**What the exercise asks:**
Below is a listing; reproduce each line of it exactly.

**Supplied material:**

+===+

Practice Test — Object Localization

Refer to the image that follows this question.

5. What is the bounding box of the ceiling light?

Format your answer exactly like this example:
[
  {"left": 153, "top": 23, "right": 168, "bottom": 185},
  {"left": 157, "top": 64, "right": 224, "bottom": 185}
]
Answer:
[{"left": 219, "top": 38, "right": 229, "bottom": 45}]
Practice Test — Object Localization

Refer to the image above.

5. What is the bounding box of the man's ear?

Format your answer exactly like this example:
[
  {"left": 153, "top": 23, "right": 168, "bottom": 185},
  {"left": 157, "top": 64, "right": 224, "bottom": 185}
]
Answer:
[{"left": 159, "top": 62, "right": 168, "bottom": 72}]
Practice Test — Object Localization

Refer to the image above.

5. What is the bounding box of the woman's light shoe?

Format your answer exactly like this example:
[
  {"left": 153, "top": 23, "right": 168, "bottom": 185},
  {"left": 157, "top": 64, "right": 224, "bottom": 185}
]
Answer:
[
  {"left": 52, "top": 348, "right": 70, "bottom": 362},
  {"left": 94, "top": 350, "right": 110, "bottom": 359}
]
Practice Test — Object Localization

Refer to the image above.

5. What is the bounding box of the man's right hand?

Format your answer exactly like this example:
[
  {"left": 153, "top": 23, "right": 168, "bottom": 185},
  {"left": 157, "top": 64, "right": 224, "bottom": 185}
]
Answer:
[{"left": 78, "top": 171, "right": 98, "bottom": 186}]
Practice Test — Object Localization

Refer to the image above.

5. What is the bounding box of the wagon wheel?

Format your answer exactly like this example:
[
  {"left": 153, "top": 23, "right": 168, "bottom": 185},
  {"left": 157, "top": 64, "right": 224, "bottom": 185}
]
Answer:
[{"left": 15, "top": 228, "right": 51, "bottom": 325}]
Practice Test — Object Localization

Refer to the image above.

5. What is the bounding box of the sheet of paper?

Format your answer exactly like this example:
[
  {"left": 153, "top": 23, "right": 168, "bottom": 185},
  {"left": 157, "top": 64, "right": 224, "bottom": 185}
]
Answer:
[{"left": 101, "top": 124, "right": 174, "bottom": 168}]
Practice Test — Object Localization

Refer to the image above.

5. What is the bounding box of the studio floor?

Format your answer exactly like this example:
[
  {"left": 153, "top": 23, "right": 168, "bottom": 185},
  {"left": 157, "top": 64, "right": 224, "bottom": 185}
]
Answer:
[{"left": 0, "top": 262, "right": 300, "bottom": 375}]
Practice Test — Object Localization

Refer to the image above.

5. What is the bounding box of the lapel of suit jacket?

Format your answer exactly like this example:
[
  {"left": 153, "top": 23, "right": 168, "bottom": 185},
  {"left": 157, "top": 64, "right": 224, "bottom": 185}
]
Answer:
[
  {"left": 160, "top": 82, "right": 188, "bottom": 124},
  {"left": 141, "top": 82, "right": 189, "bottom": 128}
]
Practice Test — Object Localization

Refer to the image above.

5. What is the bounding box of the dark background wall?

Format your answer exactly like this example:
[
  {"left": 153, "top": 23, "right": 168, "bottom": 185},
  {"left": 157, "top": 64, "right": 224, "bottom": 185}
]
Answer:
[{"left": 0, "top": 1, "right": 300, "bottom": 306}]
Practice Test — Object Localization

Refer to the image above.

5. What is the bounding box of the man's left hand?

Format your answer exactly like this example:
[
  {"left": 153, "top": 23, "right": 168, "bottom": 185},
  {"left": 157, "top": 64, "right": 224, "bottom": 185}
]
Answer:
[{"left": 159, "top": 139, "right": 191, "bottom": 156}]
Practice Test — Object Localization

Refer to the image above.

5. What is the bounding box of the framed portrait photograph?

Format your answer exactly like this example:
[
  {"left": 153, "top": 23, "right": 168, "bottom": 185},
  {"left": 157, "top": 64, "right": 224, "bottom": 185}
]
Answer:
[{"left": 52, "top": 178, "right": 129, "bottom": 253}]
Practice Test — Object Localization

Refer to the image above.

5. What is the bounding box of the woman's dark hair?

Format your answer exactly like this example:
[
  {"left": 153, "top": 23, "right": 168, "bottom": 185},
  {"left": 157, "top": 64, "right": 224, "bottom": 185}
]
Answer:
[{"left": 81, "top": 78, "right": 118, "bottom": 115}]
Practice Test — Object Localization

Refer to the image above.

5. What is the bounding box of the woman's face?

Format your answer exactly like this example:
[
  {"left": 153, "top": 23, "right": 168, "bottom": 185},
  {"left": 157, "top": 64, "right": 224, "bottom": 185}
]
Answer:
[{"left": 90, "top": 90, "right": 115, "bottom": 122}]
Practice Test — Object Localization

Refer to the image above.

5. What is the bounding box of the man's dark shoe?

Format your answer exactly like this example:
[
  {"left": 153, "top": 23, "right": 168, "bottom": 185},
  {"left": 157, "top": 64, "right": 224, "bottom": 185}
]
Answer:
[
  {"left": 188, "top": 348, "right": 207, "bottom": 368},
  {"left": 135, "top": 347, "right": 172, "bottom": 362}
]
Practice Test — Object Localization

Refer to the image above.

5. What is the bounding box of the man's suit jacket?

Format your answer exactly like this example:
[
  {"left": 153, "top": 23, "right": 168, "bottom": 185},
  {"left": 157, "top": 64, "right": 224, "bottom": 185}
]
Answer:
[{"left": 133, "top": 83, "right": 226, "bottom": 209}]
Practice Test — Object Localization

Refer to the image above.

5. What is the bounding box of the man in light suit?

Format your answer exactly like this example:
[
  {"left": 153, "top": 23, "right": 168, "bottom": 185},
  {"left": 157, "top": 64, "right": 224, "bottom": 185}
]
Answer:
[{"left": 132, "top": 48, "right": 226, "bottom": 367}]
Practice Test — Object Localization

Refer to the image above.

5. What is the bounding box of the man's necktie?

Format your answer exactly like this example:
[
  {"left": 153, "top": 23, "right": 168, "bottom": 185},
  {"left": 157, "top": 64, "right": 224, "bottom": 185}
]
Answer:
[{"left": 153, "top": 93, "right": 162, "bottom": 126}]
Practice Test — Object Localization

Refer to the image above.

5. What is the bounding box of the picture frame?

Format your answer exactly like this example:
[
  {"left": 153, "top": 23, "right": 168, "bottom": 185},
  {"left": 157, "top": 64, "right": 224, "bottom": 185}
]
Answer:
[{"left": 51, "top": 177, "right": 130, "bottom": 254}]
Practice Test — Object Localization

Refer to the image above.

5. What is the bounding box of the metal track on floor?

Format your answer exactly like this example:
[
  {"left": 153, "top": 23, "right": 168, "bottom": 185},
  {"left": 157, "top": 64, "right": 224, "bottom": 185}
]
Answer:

+===+

**Reply to the task:**
Practice Test — Object Localization

Refer to the image that follows this question.

5. What is the bounding box of the ceiling light?

Format your answer exactly like this example:
[
  {"left": 153, "top": 23, "right": 168, "bottom": 185},
  {"left": 157, "top": 64, "right": 224, "bottom": 185}
]
Answer:
[{"left": 219, "top": 38, "right": 229, "bottom": 45}]
Practice Test — Object Localization

Refer to the image above.

5. What is the bounding box of the man's ear?

Format your answer exactly like this example:
[
  {"left": 153, "top": 23, "right": 168, "bottom": 185},
  {"left": 157, "top": 64, "right": 224, "bottom": 185}
]
Answer:
[{"left": 159, "top": 62, "right": 168, "bottom": 72}]
Practice Test — Object Localization

Refer to the image above.

5. What is the bounding box of the woman's light shoe?

Format your answer exactly like this example:
[
  {"left": 153, "top": 23, "right": 168, "bottom": 185},
  {"left": 157, "top": 64, "right": 224, "bottom": 185}
]
Answer:
[
  {"left": 52, "top": 348, "right": 70, "bottom": 362},
  {"left": 94, "top": 350, "right": 110, "bottom": 359}
]
Practice Test — Object Localization

Refer to the image above.

5. What is the bounding box of the man's right hand?

Format your answer exactly like this example:
[
  {"left": 153, "top": 23, "right": 168, "bottom": 185},
  {"left": 157, "top": 64, "right": 224, "bottom": 185}
]
Answer:
[{"left": 78, "top": 171, "right": 98, "bottom": 186}]
Practice Test — Object Localization

Refer to the image above.

5. What is the bounding box of the wagon wheel?

Format your answer exactly like this example:
[
  {"left": 153, "top": 23, "right": 168, "bottom": 185},
  {"left": 157, "top": 64, "right": 224, "bottom": 185}
]
Answer:
[{"left": 15, "top": 228, "right": 51, "bottom": 325}]
Practice Test — Object Localization

Refer to the image above.

5. What is the bounding box of the sheet of paper?

Format your answer exactly like this example:
[
  {"left": 153, "top": 23, "right": 168, "bottom": 185},
  {"left": 157, "top": 64, "right": 224, "bottom": 185}
]
Answer:
[{"left": 101, "top": 124, "right": 174, "bottom": 168}]
Practice Test — Object Localization

Refer to the image above.

5. What is the bounding box of the studio floor?

Format your answer exactly like this example:
[
  {"left": 153, "top": 23, "right": 168, "bottom": 185},
  {"left": 157, "top": 64, "right": 224, "bottom": 185}
]
Answer:
[{"left": 0, "top": 262, "right": 300, "bottom": 375}]
Practice Test — Object Localization

Refer to the image above.

5. What is the bounding box of the lapel of suit jacket?

Format your answer exactly like this example:
[
  {"left": 153, "top": 23, "right": 168, "bottom": 185},
  {"left": 157, "top": 64, "right": 224, "bottom": 185}
]
Answer:
[
  {"left": 160, "top": 82, "right": 188, "bottom": 124},
  {"left": 141, "top": 82, "right": 189, "bottom": 128}
]
Practice Test — Object Localization

Refer to the image above.

5. What is the bounding box of the dark background wall?

Format your answer exactly like this example:
[
  {"left": 153, "top": 23, "right": 168, "bottom": 185},
  {"left": 157, "top": 64, "right": 224, "bottom": 185}
]
Answer:
[{"left": 0, "top": 1, "right": 300, "bottom": 306}]
Practice Test — Object Localization

Refer to the image above.

5. What is the bounding box of the man's left hand?

Format your answer exactly like this example:
[
  {"left": 153, "top": 23, "right": 168, "bottom": 185},
  {"left": 157, "top": 64, "right": 224, "bottom": 185}
]
Answer:
[{"left": 159, "top": 139, "right": 191, "bottom": 156}]
Practice Test — Object Localization

Refer to the image above.

5. What is the bounding box of the framed portrait photograph?

Format your answer exactly like this example:
[
  {"left": 153, "top": 23, "right": 168, "bottom": 185},
  {"left": 157, "top": 64, "right": 224, "bottom": 185}
]
Answer:
[{"left": 52, "top": 178, "right": 129, "bottom": 253}]
Practice Test — Object Localization

Refer to the image above.

5. What is the bounding box of the woman's dark hair?

Format your answer exactly like this example:
[
  {"left": 153, "top": 23, "right": 168, "bottom": 185},
  {"left": 157, "top": 64, "right": 224, "bottom": 185}
]
Answer:
[{"left": 81, "top": 78, "right": 118, "bottom": 115}]
Practice Test — Object Localization

Refer to the image above.

5. What is the bounding box of the woman's face?

Format your answer exactly like this example:
[
  {"left": 153, "top": 23, "right": 168, "bottom": 185},
  {"left": 157, "top": 64, "right": 224, "bottom": 185}
]
Answer:
[{"left": 90, "top": 90, "right": 115, "bottom": 122}]
Practice Test — Object Localization

Refer to the image above.

5. What is the bounding box of the man's dark shoe?

Format your answer exactly like this example:
[
  {"left": 153, "top": 23, "right": 168, "bottom": 185},
  {"left": 157, "top": 64, "right": 224, "bottom": 185}
]
Answer:
[
  {"left": 188, "top": 348, "right": 207, "bottom": 368},
  {"left": 135, "top": 347, "right": 172, "bottom": 362}
]
Practice Test — Object Localization

Refer to the image above.

5. What is the bounding box of the man's suit jacket?

Format your answer exactly like this example:
[
  {"left": 153, "top": 23, "right": 168, "bottom": 185},
  {"left": 157, "top": 64, "right": 224, "bottom": 185}
]
Answer:
[{"left": 133, "top": 83, "right": 226, "bottom": 209}]
Practice Test — Object Localization

Refer to the image above.

5. What is the bounding box of the man in light suit?

Format your answer exactly like this example:
[
  {"left": 153, "top": 23, "right": 168, "bottom": 185},
  {"left": 157, "top": 64, "right": 224, "bottom": 185}
]
Answer:
[{"left": 132, "top": 48, "right": 226, "bottom": 367}]
Practice Test — Object Localization

Refer to the image above.

5. What is the bounding box of the man's necktie?

Format your answer exactly like this example:
[
  {"left": 153, "top": 23, "right": 168, "bottom": 185},
  {"left": 157, "top": 64, "right": 224, "bottom": 185}
]
Answer:
[{"left": 153, "top": 93, "right": 162, "bottom": 126}]
Practice Test — Object Localization

Refer to the image above.

5. What is the bounding box of the picture frame?

Format your answer exactly like this example:
[
  {"left": 153, "top": 23, "right": 168, "bottom": 185},
  {"left": 157, "top": 64, "right": 224, "bottom": 185}
]
Answer:
[{"left": 51, "top": 177, "right": 130, "bottom": 254}]
Practice Test — Object Localization

Refer to the image above.

5. What is the bounding box of the metal track on floor?

Format your answer exactly like this example:
[
  {"left": 153, "top": 23, "right": 168, "bottom": 185},
  {"left": 157, "top": 64, "right": 224, "bottom": 185}
]
Answer:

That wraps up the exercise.